== EXERCISE GOAL ==
When you tally the lines in the records that contain the word "scaffolding", matching case exactly, what number do you get? Reply with the number alone.

BEGIN TASK MATERIAL

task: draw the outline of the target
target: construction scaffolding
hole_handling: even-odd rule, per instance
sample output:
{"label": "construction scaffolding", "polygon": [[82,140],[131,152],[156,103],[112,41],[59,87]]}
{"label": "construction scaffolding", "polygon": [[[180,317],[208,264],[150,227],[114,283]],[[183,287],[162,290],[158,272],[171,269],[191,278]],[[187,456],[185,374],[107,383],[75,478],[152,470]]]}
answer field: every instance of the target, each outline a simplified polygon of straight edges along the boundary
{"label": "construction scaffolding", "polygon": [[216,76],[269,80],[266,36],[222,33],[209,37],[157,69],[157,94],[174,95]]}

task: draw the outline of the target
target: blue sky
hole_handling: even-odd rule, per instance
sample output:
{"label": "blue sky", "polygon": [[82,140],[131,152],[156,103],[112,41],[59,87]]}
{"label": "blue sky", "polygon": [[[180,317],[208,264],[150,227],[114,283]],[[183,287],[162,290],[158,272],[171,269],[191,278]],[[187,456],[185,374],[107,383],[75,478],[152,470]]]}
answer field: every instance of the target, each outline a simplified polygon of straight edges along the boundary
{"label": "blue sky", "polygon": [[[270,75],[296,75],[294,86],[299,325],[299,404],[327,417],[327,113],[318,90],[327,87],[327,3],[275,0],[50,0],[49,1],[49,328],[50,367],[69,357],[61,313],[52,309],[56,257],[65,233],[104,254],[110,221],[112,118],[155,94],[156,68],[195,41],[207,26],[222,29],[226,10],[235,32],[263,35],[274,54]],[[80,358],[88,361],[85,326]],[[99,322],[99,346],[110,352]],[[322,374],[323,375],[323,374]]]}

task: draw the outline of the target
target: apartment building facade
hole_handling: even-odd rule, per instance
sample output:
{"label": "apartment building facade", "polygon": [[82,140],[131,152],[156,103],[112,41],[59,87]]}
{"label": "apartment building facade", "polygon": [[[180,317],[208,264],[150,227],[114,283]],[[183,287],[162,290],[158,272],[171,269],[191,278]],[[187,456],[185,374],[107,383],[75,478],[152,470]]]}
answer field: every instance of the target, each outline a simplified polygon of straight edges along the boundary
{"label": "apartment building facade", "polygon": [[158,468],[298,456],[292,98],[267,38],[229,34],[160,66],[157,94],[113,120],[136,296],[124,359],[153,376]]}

END TASK MATERIAL

== FINAL ANSWER ==
4